Organophilic polyphenolic materials for OBMs have been described (Cowan et al. 1988). The additives are prepared from a polyphenolic material and one or more phosphatides, these being phosphoglycerides obtained from vegetable oils, preferably commercial lecithin.
The oxidized, sulfonated, or sulfomethylated derivatives of humic acids, lignosulfonic acid, lignins, phenolic condensates, or tannins may serve as polyphenolic materials.
A fluid loss additive is described that uses graded calcium carbonate particle sizes and a modified lignosulfonate (Johnson and Smejkal 1993). Optionally, a thixotropic polymer, such as a wellan or xanthan gum polymer is used to keep the CaCO3 and lignosulfonate in suspension.
In this application, it is important that the calcium carbonate particles are distributed across a wide size range to prevent filtration or fluid loss into the formation. Furthermore, the lignosulfonate must be polymerized enough to reduce its water solubility. The modified lignosulfonate is necessary for the formation of a filter cake essentially on the surface of the wellbore.
Because the modified lignosulfonate, prevents the filter cake particles from invading the wellbore no high-pressure spike occurs during the removal of the filter cake, which would indicate damage of the formation and wellbore surface. The additive is useful in fracturing fluids, completion fluids, and workover fluids.
Tests have shown that a fluid loss additive based on a sulfonated tannic-phenolic resin is effective for fluid loss control at high temperatures and pressures, and it exhibits good resistance to salt and acid (Huang 1996).

Latex

Polymeric latex, when added to a water-based drilling fluid, can reduce the rate at which the drilling fluid invades through the borehole wall during drilling, by providing a deformable latex film or seal on the borehole wall.
The permeability of the seal is sufficient to at least partially block the transmission of the fluid, which gives a great improvement in osmotic efficiency (Halliday et al., 2007 and Halliday et al., 2008). Latexes may include the following components (Reddy and Palmer 2009):
• Vulcanizable groups, e.g., butadiene,
• Vulcanizing agents such as sulfur, 2,2′-dithiobisbenzothiazole, organic peroxides, azo compounds, alkylthiuram disulfides, and selenium phenolic derivatives,
• Vulcanization accelerators, including fatty acids such as stearic acid, metallic oxides such as zinc oxide, aldehyde amine compounds, guanidine derivates, and disulfide thiuram compounds,
• Vulcanization retarders such as salicylic acid, sodium acetate, phthalic anhydride, and N -cyclohexyl thiophthalimide,
• Defoamers, and
• Fillers to increase or decrease the treatment density as required.
Latex emulsions are also used in cement compositions to reduce fluid loss (Reddy and Palmer 2009), and they can be also used to reduce the brittleness of the sealant compositions and thus improve their flexibility.
Further, latex emulsions prevent gas migration. This property is useful when the sealant starts curing, i.e., the sealant composition changes from a non-viscous fluid to a highly viscous mass. During this transition phase, the sealant mass can no longer transmit hydrostatic pressure.
When the pressure exerted on the formation by the sealant composition falls below the pressure of the gas in the formation, the gas initially migrates into and through the composition. This migration causes flow channels to form in the sealant composition, which permit further migration of the gas after the sealant composition sets (Reddy and Palmer 2009).

* Job 1: In the passage on fluid loss additives, which thixotropic polymers can keep the CaCO3 and lignosulfonate in suspension?
* Job 2: Carry on the passage on fluid loss additives, starting after its last sentence.

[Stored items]
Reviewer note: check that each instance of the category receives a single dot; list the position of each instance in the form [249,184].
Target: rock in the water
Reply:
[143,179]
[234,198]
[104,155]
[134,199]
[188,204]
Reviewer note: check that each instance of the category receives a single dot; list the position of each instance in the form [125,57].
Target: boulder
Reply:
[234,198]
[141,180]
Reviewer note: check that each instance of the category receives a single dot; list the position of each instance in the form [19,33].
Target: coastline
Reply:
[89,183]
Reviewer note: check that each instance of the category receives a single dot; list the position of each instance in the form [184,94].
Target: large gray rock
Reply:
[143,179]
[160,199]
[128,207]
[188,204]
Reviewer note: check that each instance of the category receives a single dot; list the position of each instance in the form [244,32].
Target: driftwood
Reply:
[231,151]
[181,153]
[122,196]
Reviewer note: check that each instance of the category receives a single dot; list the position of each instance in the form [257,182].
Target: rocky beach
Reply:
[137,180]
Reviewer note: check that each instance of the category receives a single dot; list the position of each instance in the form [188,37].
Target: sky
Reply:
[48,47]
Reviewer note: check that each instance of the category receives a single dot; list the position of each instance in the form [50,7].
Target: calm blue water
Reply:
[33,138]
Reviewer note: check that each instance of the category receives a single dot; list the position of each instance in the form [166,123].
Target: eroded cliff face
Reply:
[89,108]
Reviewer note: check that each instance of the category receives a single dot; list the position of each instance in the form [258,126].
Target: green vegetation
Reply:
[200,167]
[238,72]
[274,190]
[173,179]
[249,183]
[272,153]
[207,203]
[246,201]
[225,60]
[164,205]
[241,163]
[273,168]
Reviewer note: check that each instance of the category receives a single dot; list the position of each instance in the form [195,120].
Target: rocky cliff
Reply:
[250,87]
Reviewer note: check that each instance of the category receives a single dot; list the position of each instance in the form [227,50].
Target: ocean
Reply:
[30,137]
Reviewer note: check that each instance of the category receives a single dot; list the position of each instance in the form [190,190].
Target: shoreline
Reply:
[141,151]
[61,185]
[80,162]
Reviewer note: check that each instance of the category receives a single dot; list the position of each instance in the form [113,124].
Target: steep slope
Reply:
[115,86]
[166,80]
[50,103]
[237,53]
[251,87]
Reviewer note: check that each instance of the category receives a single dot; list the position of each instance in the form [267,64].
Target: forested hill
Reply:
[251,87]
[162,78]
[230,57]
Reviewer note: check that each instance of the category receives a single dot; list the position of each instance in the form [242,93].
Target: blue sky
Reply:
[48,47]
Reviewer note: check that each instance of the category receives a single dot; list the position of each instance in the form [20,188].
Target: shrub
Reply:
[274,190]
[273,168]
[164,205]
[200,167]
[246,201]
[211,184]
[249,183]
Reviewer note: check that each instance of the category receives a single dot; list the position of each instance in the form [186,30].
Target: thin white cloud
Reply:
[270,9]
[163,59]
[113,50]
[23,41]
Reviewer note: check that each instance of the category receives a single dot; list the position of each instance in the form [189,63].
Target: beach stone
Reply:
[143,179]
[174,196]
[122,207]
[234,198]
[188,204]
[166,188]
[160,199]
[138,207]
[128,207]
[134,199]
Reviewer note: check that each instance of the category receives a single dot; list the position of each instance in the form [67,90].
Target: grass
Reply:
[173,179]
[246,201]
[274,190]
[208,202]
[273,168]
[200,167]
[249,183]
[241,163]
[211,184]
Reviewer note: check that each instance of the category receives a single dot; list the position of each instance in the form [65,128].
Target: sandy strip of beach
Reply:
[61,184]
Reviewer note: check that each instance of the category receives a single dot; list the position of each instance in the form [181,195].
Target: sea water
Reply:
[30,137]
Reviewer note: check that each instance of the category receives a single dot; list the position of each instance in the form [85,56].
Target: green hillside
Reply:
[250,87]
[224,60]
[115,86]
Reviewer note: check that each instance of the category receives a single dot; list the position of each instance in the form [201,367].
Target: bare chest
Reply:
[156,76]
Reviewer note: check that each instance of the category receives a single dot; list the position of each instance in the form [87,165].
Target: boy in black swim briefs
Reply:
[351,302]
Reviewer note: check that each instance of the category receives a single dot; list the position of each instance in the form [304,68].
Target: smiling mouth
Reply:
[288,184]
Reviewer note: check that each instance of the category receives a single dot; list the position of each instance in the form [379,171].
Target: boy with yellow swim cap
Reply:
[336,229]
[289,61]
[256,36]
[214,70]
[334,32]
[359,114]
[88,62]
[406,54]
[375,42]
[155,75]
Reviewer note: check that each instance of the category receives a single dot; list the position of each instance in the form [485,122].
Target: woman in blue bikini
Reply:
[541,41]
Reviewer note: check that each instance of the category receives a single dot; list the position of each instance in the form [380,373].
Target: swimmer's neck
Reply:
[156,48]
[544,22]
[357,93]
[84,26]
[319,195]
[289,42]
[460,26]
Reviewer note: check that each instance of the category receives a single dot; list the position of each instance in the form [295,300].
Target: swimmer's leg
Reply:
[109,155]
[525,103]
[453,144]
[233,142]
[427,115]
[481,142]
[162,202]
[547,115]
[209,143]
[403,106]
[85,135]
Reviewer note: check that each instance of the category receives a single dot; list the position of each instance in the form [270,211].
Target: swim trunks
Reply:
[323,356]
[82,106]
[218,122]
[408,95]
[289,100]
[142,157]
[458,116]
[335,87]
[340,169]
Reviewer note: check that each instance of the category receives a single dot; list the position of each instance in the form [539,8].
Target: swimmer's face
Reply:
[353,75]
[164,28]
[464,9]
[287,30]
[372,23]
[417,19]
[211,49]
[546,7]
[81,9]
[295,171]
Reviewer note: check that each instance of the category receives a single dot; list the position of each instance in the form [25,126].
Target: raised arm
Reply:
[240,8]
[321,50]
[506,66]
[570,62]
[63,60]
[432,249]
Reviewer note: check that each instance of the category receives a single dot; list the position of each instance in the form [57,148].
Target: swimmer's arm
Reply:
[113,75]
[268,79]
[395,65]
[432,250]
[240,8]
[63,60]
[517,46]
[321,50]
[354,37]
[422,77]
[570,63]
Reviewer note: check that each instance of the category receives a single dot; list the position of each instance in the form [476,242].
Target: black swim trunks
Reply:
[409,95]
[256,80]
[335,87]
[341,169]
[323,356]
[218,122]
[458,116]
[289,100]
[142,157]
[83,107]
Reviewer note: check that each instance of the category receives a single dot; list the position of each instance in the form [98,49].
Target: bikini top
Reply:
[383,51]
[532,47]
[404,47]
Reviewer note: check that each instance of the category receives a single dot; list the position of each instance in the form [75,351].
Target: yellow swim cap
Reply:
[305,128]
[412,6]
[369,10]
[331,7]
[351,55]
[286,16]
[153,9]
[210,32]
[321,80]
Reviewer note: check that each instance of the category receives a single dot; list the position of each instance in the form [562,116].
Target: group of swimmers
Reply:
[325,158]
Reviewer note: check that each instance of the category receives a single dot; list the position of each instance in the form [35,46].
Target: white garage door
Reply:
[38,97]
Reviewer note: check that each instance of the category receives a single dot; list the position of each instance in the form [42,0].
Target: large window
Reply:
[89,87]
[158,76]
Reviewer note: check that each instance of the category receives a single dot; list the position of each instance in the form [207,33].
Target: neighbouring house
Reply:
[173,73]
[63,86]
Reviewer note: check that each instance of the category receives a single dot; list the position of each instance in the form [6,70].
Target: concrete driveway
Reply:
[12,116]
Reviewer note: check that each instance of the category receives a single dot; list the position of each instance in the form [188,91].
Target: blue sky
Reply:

* * *

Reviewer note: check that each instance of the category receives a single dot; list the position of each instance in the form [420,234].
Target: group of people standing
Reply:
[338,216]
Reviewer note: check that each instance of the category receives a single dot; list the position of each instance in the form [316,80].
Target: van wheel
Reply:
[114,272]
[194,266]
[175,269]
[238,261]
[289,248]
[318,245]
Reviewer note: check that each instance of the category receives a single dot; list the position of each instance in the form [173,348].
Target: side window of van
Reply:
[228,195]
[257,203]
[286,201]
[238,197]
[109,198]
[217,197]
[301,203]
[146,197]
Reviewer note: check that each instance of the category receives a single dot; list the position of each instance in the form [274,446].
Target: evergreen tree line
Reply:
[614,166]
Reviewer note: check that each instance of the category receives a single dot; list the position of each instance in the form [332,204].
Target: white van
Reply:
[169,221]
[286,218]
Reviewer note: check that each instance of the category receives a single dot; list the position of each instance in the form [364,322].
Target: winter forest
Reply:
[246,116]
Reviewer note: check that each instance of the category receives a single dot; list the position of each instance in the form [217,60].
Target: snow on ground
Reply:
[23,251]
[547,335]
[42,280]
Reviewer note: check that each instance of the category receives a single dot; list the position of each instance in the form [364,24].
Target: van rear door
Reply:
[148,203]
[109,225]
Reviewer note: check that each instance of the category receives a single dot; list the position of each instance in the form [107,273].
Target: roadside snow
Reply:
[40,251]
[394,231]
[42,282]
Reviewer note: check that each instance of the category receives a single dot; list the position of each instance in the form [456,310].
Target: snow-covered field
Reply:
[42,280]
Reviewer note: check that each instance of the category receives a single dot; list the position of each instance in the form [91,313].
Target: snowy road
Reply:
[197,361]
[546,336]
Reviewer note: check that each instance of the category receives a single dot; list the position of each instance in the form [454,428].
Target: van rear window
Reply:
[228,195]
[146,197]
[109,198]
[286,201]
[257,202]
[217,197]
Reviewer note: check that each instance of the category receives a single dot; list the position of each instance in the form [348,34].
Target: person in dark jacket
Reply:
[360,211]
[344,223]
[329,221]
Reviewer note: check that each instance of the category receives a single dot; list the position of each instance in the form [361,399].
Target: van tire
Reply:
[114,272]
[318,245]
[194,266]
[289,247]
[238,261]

--

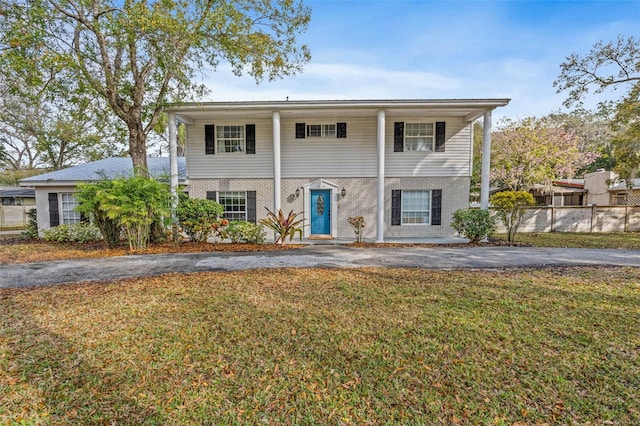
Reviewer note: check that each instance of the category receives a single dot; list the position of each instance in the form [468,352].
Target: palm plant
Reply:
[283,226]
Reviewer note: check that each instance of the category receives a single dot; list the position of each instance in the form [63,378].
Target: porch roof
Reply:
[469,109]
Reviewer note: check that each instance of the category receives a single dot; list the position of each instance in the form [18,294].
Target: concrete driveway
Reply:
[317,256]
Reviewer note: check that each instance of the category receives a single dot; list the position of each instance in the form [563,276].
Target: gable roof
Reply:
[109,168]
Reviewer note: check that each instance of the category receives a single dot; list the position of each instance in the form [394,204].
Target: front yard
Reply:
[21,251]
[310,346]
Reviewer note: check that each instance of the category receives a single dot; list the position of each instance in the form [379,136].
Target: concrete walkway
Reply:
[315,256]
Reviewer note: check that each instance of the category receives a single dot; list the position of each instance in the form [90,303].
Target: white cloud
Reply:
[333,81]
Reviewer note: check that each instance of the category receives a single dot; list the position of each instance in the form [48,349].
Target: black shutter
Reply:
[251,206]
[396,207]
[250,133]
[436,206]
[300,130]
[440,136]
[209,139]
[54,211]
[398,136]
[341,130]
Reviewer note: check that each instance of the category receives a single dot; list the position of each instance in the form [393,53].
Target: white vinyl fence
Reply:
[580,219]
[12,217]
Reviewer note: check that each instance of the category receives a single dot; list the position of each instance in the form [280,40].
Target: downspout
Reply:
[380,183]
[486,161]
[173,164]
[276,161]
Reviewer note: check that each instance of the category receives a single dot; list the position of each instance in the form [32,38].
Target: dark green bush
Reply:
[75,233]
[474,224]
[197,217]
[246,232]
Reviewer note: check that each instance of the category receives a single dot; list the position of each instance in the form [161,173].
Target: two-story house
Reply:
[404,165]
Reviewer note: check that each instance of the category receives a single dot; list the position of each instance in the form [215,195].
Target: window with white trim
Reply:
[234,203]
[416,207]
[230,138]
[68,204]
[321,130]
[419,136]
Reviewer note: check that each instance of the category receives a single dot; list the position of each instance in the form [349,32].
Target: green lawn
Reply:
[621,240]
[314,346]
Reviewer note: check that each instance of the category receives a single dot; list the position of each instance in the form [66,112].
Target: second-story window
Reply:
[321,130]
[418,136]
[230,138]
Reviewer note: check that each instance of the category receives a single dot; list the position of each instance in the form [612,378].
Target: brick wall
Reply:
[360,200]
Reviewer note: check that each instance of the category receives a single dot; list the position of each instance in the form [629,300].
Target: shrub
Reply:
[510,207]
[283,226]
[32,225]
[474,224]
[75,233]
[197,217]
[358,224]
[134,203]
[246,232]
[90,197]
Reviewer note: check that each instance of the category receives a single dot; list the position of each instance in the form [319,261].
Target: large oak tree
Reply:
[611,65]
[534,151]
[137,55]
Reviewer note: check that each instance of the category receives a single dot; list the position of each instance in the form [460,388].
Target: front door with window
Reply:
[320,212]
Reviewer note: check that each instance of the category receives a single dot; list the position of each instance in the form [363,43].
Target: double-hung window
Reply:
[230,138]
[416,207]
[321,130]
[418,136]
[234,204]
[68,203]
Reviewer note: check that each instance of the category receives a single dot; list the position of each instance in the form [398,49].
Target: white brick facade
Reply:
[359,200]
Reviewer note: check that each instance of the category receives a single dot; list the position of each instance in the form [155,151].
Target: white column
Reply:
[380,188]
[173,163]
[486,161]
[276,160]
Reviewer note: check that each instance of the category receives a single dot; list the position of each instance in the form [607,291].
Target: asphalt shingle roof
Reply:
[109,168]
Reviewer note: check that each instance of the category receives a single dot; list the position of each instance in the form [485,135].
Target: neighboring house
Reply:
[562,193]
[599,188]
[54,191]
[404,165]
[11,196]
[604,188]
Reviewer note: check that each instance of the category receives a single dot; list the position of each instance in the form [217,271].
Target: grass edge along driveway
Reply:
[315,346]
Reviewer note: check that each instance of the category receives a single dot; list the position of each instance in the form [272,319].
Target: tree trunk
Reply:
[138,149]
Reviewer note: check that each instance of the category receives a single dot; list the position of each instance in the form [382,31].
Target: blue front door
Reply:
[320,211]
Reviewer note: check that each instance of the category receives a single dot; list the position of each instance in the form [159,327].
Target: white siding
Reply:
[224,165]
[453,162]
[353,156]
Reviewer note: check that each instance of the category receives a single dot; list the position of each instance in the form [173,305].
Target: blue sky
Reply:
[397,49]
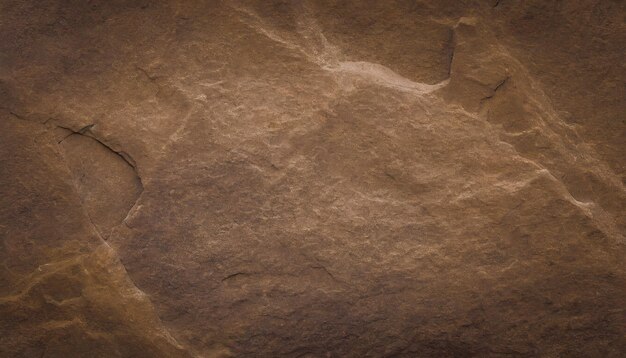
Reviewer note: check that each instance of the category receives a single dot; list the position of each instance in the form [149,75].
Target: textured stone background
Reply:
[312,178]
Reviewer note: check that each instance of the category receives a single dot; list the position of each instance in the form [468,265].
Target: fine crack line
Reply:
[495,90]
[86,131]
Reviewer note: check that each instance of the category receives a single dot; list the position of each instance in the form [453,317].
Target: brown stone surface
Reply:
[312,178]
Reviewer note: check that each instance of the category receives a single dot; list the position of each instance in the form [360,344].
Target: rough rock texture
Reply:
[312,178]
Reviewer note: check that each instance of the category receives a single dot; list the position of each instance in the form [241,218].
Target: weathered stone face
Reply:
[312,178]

* Task answer 1: A wellan or xanthan gum polymer.

* Task answer 2:
Polymeric latexes can also be incorporated into OBMs. In these fluids, the polymer latex seals can be formed without the need for a precipitating agent, a surfactant or any salt in the water phase (Halliday et al. 2007).
Where water is present at the continuous phase, the latex is in turn suspended in a hydrocarbon base fluid, which contains some emulsifier. Under optimal conditions, the polymer latex can be simply mixed with the hydrocarbon base fluid without the need for adding any emulsifier.
Some latex products exhibit a synergistic effect with aluminum complexes, with regard to their sealing properties.
Latex is a carboxylated styrene/butadiene copolymer or a sulfonated styrene/ butadiene copolymer. Examples are commercially available, e.g., Gencal 7463 (Halliday et al. 2008).
Sulfonated latexes can be often used in the absence of a surfactant, which may simplify the formulation and transportation of the drilling fluid additives to the production sites. A precipitating agent, such as sodium aluminate is preferably used (Halliday et al. 2008).
In the course of testing these materials, photomicrographs showed an accumulation of latex along microfractures in the shale. Since the volume and the velocity of filtration flow into these cracks is very small, filtration alone cannot account for this accumulation. It seems that precipitation effects are responsible for these findings.
When sufficient latex is deposited to bridge the crack opening, the fracture is sealed and differential pressure is established across the latex. The differential pressure consolidates the latex deposit into a solid seal.
Optionally, a surfactant that behaves as an emulsifier and a wetting agent and a weighting agent, e.g., calcium carbonate, barite, or hematite, is included. Suitable emulsifiers and wetting agents include surfactants; ionic surfactants such as fatty acids, amines, amides, and organic sulfonates; and mixtures of any of these with non-ionic surfactants such as ethoxylated surfactants. The water-in-oil emulsion may consist of an oil phase, a water phase (salt or fresh), a surfactant, a weighting agent, and salts or electrolytes (Bailey 2001; Hernandez et al., 1999a and Hernandez et al., 1999b).
Stable drilling fluid systems have been formulated with latex that remains dispersed and flexible in highly saline fluids. The stabilization is caused by two factors (Halliday et al. 2007):
1. The ultra-fine, deformable latex particles with a diameter of 0.2 μ mechanically seal shale microfractures and physically prevent further intrusion of drilling fluids into sensitive shale zones.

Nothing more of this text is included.